## Directions for this task:
Copy the data exactly. No line may be skipped.

[Extracted data entries]
-.-.-

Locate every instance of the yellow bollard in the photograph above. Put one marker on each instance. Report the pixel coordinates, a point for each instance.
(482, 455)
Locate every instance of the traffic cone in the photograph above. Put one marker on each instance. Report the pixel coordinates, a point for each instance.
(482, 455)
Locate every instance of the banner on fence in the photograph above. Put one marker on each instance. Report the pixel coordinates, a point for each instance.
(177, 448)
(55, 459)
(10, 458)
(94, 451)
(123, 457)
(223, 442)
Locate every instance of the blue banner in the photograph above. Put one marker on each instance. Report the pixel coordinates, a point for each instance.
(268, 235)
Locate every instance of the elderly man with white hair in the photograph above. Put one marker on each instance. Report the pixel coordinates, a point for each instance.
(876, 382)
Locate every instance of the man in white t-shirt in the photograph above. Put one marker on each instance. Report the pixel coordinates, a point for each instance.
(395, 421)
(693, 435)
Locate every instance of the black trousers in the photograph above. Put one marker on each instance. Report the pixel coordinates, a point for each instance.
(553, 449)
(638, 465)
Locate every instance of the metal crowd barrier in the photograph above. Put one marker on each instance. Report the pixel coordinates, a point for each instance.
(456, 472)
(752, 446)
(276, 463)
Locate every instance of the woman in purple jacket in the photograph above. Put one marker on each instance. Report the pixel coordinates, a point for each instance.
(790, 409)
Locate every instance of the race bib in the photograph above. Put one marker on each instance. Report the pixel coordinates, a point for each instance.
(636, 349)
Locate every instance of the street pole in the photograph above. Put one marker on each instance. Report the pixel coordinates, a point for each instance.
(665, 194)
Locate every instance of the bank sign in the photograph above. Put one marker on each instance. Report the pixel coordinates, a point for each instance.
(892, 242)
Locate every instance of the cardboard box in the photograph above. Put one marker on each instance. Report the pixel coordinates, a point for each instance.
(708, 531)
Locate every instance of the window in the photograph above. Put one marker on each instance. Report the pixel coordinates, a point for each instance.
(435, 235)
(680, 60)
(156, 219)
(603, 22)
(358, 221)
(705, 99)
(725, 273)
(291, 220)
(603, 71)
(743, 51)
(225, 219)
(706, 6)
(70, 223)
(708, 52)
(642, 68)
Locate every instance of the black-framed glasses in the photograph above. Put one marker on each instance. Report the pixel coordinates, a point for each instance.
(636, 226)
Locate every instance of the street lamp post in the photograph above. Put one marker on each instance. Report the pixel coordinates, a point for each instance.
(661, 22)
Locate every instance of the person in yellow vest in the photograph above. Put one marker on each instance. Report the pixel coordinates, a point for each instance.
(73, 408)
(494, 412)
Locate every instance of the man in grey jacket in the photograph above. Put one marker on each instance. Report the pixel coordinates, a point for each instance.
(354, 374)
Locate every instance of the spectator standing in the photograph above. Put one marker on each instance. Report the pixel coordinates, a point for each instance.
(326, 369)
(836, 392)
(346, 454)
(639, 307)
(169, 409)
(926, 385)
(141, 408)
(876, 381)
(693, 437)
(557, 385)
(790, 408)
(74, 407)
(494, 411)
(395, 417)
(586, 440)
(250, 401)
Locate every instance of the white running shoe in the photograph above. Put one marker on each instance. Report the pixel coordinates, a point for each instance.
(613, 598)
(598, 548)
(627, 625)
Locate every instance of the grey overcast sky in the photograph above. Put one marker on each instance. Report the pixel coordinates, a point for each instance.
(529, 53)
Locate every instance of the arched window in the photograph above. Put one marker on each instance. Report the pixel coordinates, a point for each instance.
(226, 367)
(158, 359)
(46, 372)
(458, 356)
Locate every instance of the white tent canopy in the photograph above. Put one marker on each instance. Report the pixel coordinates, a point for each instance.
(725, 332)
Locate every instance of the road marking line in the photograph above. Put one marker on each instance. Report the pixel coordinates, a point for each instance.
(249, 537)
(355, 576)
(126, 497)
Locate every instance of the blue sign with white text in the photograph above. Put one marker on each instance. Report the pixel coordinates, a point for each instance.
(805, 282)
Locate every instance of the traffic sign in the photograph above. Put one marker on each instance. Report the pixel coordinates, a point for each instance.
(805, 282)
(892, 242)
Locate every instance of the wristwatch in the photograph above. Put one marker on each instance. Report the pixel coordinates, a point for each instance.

-.-.-

## Task response:
Locate every instance of the yellow bollard in the photograph above. Put one marker on each instance. Report the pixel coordinates, a point for each instance.
(482, 455)
Locate every instance of the traffic cone in the photograph above. Put one marker on each instance. Report the pixel coordinates, a point for each instance.
(482, 455)
Locate every instance of the banner on fence in the photograph above. Put one marker on each instance. Report the pixel coordinates, a point for each instance.
(177, 448)
(55, 459)
(10, 458)
(94, 451)
(123, 457)
(223, 442)
Locate every instance of the blue banner in the photograph above. Put one marker on each instance. Report the pixel coordinates, a point for each instance.
(268, 235)
Locate every instance of the elderly man with white hair in the photograph above. Put one marker on each instance. Report the pixel coordinates, a point for each instance.
(876, 382)
Locate every instance of the man in white t-shirt in the photograph above. Put one marker on each instance. Report the pixel coordinates, a point for each instance.
(395, 421)
(693, 435)
Locate every instance of the black trousers in the photograph above. Put one marker on each instance. Report the pixel coordinates, a point for each instance.
(553, 449)
(638, 465)
Locate every instance of the metal crowd barrier in the photograph above. Put one marker on each instance. Report the pixel coordinates, a point for each instance.
(456, 472)
(752, 446)
(276, 463)
Locate every instance of the woman in purple jacket in the photograph above. Put one marker on each instance. Report the pixel coordinates, a point for each instance.
(790, 409)
Locate every instance of the race bib in the photograph above. Put one marker on each instance. Report the pixel coordinates, a point for each instance.
(636, 349)
Locate every instance of the street pole in the photograph above. Put one marker on each instance. Report the pixel coordinates, a point for each instance.
(665, 194)
Locate every instance of the bank sign in the photograph above. Put one marker on each instance. Report the pixel coordinates, a point for each instance.
(892, 242)
Locate every instance of the cardboard box in the photograph above. Put one marker on each instance. Report the pixel coordinates, a point for each instance.
(708, 531)
Locate every instance of the window in the photograph above. Put one marker on each instance. Report the pixel coordinates, a point for each instance.
(435, 235)
(680, 60)
(156, 219)
(603, 22)
(358, 221)
(705, 99)
(725, 273)
(291, 220)
(603, 71)
(743, 51)
(225, 219)
(706, 6)
(70, 223)
(708, 52)
(642, 68)
Locate every instance of the black-framed glasses in the photograph above. Put one marker on each instance. Report the pixel coordinates, a point for each instance.
(636, 226)
Locate every instance of the street lamp post in the photograph above. Put one marker on each instance. Report the pixel coordinates, a point for each instance.
(661, 22)
Locate every instance of the person in yellow vest in the photograph above. Put one marker on each instance. Report the pixel coordinates, a point for each instance.
(73, 408)
(494, 412)
Locate every instance of the man in grey jacket in the photograph above. Put one marker on each instance. Report the pixel coordinates, a point for each instance.
(354, 374)
Locate every instance of the spectator standing in the photograph above. Put one marker on each instance. Report the pixel coordinates, a point for each instance.
(326, 369)
(836, 392)
(346, 454)
(639, 307)
(169, 409)
(926, 385)
(141, 408)
(876, 381)
(693, 437)
(557, 385)
(790, 408)
(74, 407)
(494, 411)
(395, 417)
(586, 440)
(250, 401)
Locate every instance of the white running shoe in the photograph above. Put one marker on each instance. Report the pixel coordinates, a point for each instance.
(613, 598)
(598, 548)
(627, 625)
Locate every instance of the grey overcast sky in the photograph above. Put one marker on each instance. Report the pixel coordinates, a point for each instance.
(529, 53)
Locate every instance of the arched window in the photograph above. Put one marker on each instance. Report the pixel coordinates, a point for each instance.
(226, 367)
(158, 359)
(46, 372)
(458, 356)
Locate every instance of the white tent canopy in the photograph above. Put one marker on each instance. Report the pixel coordinates, a point for each instance.
(725, 332)
Locate every instance of the road marking line in the photograph above. Put one marker on each instance. Report the pixel coordinates, a point for each instance.
(249, 537)
(355, 576)
(126, 497)
Locate every instance of the blue sign with white text in the photograph above. Put one marker on each instance. Report the pixel coordinates, a point for each instance.
(805, 282)
Locate every instance of the traffic sign in the photograph above. Put one marker on each instance. Report the pixel coordinates, a point for each instance.
(805, 282)
(892, 242)
Locate every instance of the wristwatch in the photograph above. Put one marker on each instance. Report the pixel coordinates, a point for each instance.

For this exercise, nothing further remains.